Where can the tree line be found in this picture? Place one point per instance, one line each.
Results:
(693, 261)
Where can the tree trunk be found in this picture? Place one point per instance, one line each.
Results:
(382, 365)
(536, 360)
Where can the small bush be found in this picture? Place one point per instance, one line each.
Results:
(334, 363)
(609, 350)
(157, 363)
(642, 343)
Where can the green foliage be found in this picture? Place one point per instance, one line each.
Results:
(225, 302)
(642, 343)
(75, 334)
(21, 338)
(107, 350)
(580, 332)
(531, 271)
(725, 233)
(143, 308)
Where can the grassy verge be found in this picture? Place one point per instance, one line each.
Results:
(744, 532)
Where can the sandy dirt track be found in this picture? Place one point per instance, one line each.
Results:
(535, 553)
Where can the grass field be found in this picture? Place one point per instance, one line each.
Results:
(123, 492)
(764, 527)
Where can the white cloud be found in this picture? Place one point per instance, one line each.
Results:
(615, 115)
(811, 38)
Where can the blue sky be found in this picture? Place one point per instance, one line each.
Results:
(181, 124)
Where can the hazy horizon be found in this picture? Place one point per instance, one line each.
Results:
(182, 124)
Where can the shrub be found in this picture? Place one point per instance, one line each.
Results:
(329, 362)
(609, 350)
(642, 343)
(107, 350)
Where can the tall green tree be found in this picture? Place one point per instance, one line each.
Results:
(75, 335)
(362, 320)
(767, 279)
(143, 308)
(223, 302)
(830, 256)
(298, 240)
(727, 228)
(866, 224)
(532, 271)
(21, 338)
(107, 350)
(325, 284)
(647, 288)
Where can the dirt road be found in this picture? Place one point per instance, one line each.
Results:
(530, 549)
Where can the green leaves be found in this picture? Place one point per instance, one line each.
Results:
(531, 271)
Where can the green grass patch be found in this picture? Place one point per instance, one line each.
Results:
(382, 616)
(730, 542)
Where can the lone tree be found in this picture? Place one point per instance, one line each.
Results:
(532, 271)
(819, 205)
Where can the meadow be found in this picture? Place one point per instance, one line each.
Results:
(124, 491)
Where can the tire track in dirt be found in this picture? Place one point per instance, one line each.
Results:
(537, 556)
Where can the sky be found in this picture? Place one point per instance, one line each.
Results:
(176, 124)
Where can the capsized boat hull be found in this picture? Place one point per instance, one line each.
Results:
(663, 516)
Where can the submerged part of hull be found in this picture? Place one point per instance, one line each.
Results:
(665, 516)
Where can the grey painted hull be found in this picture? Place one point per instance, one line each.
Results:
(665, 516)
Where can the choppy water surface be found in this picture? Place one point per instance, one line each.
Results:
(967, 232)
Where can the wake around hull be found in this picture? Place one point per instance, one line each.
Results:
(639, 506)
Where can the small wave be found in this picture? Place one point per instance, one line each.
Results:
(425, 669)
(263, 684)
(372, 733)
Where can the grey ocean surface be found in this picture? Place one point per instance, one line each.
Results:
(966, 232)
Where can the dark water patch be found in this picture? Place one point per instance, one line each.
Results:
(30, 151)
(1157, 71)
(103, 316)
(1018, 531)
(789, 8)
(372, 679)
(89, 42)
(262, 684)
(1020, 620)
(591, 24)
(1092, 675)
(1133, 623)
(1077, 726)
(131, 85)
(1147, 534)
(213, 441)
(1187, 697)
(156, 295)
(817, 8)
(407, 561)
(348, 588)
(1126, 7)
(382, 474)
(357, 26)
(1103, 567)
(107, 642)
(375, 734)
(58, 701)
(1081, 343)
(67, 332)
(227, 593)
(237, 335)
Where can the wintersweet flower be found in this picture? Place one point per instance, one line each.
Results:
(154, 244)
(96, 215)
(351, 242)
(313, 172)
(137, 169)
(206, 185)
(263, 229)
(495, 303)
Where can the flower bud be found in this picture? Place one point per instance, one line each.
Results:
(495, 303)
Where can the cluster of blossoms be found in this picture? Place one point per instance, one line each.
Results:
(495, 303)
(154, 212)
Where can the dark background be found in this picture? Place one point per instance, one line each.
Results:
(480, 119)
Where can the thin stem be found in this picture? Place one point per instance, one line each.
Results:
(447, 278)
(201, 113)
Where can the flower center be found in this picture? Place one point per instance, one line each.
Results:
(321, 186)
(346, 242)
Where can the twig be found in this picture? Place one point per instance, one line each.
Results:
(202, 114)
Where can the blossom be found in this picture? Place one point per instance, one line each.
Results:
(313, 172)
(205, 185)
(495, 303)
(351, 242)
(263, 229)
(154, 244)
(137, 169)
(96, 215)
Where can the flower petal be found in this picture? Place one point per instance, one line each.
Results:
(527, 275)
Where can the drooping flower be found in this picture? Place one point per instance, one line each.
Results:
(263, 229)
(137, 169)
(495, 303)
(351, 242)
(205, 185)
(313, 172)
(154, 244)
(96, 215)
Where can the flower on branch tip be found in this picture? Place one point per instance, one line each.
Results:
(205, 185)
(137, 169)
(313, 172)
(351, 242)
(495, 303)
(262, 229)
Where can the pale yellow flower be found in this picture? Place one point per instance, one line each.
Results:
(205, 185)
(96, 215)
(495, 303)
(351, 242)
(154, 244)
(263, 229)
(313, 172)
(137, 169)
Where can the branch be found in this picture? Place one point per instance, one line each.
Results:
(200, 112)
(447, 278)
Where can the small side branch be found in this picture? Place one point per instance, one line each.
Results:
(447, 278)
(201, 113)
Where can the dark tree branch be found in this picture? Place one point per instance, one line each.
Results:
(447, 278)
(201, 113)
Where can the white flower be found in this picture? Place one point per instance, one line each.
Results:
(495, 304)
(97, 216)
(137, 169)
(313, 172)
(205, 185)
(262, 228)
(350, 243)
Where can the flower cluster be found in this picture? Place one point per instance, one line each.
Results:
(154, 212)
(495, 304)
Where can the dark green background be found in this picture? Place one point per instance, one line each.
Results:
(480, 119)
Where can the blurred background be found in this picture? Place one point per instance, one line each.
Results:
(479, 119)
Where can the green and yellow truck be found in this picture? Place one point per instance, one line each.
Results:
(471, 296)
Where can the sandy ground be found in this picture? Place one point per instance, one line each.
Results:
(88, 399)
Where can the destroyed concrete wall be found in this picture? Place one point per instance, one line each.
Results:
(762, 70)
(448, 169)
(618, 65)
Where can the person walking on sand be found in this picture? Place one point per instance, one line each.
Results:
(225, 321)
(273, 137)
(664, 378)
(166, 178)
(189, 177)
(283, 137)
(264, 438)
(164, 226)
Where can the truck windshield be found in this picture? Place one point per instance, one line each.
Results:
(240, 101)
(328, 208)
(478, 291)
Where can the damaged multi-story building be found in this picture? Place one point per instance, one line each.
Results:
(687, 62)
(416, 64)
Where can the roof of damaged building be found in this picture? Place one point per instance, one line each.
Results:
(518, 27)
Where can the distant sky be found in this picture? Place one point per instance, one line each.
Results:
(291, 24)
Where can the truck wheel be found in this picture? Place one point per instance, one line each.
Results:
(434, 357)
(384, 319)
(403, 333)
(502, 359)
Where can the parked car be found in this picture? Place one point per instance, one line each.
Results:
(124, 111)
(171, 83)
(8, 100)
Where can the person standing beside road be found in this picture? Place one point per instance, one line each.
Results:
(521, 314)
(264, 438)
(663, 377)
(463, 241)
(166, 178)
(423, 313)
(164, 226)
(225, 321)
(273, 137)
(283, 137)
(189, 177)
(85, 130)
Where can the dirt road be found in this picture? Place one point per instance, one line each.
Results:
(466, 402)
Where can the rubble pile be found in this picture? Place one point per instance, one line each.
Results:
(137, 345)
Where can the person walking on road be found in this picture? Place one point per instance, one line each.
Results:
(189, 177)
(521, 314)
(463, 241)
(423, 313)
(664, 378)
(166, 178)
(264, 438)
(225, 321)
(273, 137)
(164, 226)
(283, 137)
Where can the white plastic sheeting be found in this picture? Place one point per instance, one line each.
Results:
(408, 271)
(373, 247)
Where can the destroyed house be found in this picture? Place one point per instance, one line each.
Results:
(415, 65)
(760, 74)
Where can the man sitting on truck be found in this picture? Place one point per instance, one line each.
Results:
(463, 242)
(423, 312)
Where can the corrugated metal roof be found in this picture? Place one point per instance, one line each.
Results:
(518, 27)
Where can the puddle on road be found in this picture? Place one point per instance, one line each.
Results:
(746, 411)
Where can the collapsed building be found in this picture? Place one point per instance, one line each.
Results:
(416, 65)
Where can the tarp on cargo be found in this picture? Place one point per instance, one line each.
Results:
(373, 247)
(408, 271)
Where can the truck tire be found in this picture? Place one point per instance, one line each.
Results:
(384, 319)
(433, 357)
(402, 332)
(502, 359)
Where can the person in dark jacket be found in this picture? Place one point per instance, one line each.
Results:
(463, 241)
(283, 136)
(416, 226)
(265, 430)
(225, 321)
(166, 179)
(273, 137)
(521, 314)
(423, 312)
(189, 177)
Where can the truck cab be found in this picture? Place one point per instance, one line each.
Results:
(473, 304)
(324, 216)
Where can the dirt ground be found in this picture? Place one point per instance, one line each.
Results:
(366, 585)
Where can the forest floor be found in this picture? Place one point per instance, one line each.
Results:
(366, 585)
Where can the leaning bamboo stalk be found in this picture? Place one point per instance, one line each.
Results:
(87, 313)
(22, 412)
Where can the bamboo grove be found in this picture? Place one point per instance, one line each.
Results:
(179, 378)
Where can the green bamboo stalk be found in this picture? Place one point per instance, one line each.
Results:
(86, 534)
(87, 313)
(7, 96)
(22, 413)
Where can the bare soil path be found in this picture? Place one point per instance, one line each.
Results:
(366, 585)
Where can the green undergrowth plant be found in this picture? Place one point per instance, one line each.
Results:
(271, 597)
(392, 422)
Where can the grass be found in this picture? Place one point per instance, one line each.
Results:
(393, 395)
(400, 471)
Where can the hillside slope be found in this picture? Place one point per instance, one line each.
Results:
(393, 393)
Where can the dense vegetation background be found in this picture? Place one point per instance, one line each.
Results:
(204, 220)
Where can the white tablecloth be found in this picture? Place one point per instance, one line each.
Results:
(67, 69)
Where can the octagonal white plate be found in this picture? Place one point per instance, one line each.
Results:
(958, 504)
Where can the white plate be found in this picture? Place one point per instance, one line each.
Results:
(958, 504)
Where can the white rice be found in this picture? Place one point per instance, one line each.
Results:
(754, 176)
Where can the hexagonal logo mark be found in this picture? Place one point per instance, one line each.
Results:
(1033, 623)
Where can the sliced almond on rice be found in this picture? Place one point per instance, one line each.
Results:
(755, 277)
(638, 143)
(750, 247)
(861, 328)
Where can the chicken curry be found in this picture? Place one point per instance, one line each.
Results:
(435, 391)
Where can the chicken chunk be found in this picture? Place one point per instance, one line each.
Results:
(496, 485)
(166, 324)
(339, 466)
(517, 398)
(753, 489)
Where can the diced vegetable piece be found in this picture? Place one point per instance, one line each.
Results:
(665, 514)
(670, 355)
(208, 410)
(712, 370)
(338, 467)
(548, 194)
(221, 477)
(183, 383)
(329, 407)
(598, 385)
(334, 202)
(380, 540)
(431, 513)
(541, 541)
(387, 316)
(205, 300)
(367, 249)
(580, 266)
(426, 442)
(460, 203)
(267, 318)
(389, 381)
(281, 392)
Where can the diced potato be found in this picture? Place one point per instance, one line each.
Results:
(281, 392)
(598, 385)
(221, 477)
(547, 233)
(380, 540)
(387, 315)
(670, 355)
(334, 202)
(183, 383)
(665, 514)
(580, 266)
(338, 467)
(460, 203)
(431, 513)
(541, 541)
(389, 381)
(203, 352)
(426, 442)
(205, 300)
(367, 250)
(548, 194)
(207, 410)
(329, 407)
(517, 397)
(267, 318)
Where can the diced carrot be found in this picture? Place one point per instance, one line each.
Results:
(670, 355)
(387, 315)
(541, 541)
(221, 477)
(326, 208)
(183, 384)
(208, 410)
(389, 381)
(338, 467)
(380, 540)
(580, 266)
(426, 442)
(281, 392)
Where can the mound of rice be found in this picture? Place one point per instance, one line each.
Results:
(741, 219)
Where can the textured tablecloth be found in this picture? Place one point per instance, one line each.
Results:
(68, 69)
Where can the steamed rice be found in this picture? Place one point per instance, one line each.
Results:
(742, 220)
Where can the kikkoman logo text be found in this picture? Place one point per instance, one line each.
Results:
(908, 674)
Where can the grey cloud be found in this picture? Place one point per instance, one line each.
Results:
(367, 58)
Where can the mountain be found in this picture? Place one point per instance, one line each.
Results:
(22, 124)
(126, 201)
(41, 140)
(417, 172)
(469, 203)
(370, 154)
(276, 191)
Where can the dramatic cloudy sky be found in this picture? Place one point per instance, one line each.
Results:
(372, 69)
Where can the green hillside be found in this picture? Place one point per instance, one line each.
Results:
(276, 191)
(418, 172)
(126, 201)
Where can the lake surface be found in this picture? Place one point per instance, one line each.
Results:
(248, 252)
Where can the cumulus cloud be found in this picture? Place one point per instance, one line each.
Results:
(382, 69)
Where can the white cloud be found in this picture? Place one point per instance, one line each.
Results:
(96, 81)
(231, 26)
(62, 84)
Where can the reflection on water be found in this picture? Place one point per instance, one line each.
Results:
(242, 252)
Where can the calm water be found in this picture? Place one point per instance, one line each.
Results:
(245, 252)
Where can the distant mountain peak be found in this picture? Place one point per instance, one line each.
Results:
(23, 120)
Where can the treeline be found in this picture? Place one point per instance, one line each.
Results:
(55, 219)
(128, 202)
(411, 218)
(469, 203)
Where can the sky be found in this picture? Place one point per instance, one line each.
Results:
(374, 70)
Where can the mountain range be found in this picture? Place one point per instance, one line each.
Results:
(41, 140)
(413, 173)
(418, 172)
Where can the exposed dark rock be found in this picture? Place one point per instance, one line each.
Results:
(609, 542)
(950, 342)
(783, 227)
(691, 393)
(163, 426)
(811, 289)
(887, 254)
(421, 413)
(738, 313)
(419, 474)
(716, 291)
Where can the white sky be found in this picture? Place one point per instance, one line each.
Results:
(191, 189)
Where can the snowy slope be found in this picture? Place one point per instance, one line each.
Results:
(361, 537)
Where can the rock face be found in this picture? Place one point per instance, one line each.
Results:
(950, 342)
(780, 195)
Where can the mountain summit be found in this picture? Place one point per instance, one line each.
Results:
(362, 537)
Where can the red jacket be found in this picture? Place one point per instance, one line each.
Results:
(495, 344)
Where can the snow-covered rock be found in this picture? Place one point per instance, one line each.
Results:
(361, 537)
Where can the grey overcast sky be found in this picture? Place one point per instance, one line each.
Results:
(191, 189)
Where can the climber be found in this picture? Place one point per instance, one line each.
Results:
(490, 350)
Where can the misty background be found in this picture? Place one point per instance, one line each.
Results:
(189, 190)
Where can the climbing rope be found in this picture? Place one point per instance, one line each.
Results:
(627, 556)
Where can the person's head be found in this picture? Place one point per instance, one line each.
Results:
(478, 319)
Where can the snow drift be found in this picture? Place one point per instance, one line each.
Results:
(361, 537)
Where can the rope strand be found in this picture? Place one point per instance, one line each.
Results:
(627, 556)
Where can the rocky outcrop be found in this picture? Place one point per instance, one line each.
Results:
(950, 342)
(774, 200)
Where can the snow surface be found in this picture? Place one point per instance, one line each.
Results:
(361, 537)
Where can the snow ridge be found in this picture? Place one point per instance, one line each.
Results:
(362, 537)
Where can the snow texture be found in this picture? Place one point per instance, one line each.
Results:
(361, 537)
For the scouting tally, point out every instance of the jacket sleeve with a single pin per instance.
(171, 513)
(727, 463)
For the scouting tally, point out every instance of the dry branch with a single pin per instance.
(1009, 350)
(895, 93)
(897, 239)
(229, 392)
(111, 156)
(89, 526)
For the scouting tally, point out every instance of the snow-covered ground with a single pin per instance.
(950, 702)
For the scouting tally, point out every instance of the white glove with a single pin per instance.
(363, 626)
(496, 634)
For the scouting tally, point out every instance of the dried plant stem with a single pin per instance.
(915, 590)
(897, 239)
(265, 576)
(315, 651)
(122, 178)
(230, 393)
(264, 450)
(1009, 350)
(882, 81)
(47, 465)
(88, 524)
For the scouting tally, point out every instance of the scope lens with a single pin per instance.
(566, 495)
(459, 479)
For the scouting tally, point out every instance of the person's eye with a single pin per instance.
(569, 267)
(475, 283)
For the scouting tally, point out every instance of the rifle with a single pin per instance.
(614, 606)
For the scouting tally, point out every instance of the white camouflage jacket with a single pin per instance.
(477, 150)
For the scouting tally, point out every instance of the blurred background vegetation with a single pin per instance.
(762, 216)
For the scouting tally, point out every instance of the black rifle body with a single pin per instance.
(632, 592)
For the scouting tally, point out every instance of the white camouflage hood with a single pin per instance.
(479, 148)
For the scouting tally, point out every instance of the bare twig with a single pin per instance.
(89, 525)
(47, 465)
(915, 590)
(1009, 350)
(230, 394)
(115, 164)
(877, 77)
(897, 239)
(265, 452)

+ + +

» **TASK INSTRUCTIONS**: Lay out the entries above as a JSON list of strings, one string per line with blank lines left out, from the line containing "For the scouting tally, point out every instance of the jacket" up to and including the last line of the entries.

» **RIGHT ANSWER**:
[
  "For the scouting tally, point out every instance of the jacket sleeve with a single pin per instance.",
  "(171, 513)",
  "(727, 463)",
  "For the scouting tally, point out every instance of the dry branch with a single pin per instance.",
  "(1009, 350)",
  "(895, 93)",
  "(897, 239)",
  "(229, 392)",
  "(111, 156)",
  "(89, 526)",
  "For the scouting tally, point out every instance of the snow-covered ground with a single pin per instance.",
  "(950, 702)",
  "For the scouting tally, point out every instance of the white glove with a single pin per instance.",
  "(363, 626)",
  "(496, 634)",
  "For the scouting tally, point out every instance of the dried plant stem with a single pin per instance.",
  "(915, 590)",
  "(897, 239)",
  "(265, 576)",
  "(315, 651)",
  "(122, 178)",
  "(230, 393)",
  "(264, 450)",
  "(1009, 350)",
  "(882, 81)",
  "(47, 465)",
  "(88, 524)",
  "For the scouting tally, point out every instance of the scope lens with a single pin per instance.",
  "(566, 495)",
  "(459, 479)",
  "For the scouting tally, point out every instance of the person's eye with a single pin per instance.",
  "(569, 267)",
  "(475, 283)",
  "For the scouting tally, point out every instance of the rifle with a single pin per instance.",
  "(614, 606)",
  "For the scouting tally, point out every instance of the white camouflage jacket with a single pin per instance.",
  "(477, 150)",
  "For the scouting tally, point out every instance of the blurred background vegetation with a single pin per instance.",
  "(762, 216)",
  "For the scouting tally, point out every instance of the black rifle body with a single pin per instance.",
  "(632, 592)",
  "For the scouting tally, point out every instance of the white camouflage hood with a single pin per instance.",
  "(479, 148)",
  "For the scouting tally, point out every instance of the bare twig with a single pin per instance.",
  "(89, 525)",
  "(47, 465)",
  "(915, 590)",
  "(1009, 350)",
  "(230, 394)",
  "(115, 164)",
  "(877, 77)",
  "(897, 239)",
  "(265, 452)"
]